**What the task asks:**
Copy out the line that contains "Put one marker on each instance of the cable" and the lines after it through the final one in the entries below, exactly, with no other lines.

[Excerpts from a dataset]
________________________
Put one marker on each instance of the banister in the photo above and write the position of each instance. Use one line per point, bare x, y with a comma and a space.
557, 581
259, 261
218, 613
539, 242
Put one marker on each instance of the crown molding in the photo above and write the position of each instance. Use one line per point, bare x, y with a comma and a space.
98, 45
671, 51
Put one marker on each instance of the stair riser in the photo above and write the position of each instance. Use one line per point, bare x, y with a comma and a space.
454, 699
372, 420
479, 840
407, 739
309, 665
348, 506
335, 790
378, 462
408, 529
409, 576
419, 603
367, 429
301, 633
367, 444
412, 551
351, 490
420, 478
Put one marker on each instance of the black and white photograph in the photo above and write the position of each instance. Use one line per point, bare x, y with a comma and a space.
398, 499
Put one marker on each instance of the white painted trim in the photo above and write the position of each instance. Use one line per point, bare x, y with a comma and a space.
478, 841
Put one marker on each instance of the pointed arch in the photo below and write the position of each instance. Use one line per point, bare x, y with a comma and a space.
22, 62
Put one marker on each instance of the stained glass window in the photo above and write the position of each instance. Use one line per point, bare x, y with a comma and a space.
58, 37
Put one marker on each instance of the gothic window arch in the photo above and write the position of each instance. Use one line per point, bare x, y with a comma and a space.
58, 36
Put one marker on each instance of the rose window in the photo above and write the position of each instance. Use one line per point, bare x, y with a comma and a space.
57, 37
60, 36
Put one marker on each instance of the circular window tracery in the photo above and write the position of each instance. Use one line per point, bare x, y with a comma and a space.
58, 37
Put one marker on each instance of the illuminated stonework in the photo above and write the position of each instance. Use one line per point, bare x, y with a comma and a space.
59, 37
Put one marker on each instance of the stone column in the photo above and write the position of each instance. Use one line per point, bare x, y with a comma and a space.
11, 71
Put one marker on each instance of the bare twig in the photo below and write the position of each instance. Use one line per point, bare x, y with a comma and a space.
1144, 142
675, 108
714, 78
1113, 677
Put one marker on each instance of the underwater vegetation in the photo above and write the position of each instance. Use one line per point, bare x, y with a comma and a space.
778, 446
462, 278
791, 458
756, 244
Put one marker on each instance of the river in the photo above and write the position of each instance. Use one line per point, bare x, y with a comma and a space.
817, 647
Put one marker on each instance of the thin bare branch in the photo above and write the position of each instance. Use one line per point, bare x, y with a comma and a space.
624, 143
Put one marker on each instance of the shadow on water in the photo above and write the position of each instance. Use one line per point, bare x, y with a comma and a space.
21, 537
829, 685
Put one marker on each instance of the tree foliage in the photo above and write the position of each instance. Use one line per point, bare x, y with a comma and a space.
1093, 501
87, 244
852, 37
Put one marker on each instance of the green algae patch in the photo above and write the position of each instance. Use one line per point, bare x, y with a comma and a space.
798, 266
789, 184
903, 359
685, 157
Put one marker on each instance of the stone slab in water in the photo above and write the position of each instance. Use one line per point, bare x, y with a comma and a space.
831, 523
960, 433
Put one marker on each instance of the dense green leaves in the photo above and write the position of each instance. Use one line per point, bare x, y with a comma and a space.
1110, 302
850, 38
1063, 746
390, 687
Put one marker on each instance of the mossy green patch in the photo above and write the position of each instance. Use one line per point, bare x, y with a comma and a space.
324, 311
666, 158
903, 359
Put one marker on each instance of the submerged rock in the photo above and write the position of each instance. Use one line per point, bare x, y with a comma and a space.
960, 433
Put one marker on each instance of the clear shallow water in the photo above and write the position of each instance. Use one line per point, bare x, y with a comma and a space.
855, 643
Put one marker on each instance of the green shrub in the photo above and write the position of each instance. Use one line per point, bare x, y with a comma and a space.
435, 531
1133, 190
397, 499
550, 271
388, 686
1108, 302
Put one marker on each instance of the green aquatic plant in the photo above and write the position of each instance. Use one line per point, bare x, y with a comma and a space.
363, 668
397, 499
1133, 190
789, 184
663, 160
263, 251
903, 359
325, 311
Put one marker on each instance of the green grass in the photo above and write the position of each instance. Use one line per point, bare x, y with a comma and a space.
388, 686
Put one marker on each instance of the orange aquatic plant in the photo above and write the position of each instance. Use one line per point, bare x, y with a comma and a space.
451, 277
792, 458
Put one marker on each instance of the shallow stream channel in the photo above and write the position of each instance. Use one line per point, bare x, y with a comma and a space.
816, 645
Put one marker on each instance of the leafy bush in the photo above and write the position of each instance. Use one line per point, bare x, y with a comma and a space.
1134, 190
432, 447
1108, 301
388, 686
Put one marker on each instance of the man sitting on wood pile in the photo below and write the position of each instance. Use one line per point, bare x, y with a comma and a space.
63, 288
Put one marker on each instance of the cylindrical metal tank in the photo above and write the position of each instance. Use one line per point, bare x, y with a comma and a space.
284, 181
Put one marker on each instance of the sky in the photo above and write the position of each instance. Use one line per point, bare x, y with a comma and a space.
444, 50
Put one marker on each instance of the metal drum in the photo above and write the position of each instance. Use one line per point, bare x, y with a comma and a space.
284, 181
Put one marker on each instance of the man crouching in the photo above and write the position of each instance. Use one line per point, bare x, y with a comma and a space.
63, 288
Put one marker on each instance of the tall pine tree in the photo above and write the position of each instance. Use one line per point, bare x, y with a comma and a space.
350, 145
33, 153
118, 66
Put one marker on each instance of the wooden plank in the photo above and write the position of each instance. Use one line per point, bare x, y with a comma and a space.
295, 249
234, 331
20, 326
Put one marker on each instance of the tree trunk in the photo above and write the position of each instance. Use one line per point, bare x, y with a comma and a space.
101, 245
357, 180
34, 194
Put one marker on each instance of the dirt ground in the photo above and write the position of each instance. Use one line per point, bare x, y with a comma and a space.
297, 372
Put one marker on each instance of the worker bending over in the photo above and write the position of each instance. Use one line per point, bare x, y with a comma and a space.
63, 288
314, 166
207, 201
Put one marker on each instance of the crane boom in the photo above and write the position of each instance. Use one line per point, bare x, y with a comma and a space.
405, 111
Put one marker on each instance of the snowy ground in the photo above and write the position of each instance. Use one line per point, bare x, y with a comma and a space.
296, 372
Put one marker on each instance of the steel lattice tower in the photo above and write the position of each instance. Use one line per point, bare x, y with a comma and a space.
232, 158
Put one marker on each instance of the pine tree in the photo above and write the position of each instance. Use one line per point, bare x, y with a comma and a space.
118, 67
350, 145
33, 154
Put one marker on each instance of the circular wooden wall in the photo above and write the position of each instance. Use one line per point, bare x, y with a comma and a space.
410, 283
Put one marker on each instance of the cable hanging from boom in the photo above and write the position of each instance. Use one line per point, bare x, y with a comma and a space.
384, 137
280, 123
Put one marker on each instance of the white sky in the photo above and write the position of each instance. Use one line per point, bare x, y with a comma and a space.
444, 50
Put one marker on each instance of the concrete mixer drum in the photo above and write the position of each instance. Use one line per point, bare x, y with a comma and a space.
________________________
**Output for this task:**
Put one marker on each instance of the cable hanging from boom in the photo above and write the position of each instance. Use one line per point, bare x, y with a comma and a space.
384, 137
280, 123
Put one marker on each instance of the white sky in the photo above and write the position of each instance. Use one line per point, bare x, y with a comma and a space.
444, 50
Put one marker on each instance of the concrete mixer drum in the photo above and write the position of each instance. Use one line per point, bare x, y with a comma and a space.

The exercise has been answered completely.